AVAILABLE RECORDS |

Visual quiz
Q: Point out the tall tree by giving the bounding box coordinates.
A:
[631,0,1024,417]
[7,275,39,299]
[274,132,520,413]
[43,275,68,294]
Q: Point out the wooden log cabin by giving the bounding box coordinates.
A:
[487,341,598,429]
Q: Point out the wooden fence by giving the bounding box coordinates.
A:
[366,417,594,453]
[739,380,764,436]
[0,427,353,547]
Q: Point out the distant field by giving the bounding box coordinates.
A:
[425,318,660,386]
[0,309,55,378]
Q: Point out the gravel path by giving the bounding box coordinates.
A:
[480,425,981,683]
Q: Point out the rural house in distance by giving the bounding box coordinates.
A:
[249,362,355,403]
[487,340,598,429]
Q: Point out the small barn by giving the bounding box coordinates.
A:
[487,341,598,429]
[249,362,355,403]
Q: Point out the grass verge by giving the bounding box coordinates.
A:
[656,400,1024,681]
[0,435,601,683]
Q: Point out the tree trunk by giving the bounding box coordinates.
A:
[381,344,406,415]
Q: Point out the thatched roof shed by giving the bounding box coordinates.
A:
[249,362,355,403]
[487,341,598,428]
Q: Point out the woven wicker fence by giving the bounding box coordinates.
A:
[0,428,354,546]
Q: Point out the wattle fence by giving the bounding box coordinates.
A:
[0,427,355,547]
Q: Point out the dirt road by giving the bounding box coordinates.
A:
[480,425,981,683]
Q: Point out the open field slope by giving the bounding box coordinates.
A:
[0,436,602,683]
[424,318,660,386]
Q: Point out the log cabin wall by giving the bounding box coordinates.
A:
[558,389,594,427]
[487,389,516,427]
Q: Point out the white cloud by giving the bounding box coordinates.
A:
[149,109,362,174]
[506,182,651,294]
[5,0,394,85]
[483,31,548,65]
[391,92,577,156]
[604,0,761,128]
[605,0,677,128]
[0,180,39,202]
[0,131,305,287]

THE EXERCISE |
List the data above as a numbered list, starting from its first line and continuing up to and including the line containing "[0,427,355,547]". Leave out any blank lines.

RESPONSE TO THIS TASK |
1. Visual quiz
2. Q: Point out the tall tree by giving the bounding box coordinates.
3. A:
4. [631,0,1024,417]
5. [7,275,39,299]
6. [274,132,520,413]
7. [43,275,68,294]
8. Q: Point out the wooden log cabin by giving the bounding box coordinates.
9. A:
10. [487,341,598,429]
11. Q: Point out the wooden fence by giving the bounding box coordinates.
12. A:
13. [366,417,594,453]
14. [739,380,764,436]
15. [0,427,353,547]
16. Q: Point out the distant field by giving the bounding box coordinates.
17. A:
18. [425,318,660,386]
19. [0,309,55,378]
20. Q: Point out the gravel path by giving the bounding box coordinates.
21. A:
22. [480,425,981,683]
23. Q: Point out the rural house in distance by giving the bounding box coordinates.
24. A:
25. [249,362,355,403]
26. [487,340,598,429]
27. Q: Point out the small barn by giving the bounding box coordinates.
28. A:
29. [487,341,598,429]
30. [249,362,355,403]
31. Q: Point out the grass verge by giving the bounding box coordinates.
32. A:
33. [656,400,1024,681]
34. [0,435,601,683]
35. Q: Point out the tree trunk by giving the bounding box coordinates.
36. A:
37. [381,344,406,415]
38. Q: Point out the thatched roof shed by giving the bounding box coordinates.
39. A:
40. [249,362,355,403]
41. [487,341,598,428]
42. Q: Point out the woven wicker fence by giving the bounding box coordinates.
43. A:
44. [0,428,354,546]
45. Q: Point out the wattle fence by giving the bounding box coordinates.
46. A:
47. [0,427,355,547]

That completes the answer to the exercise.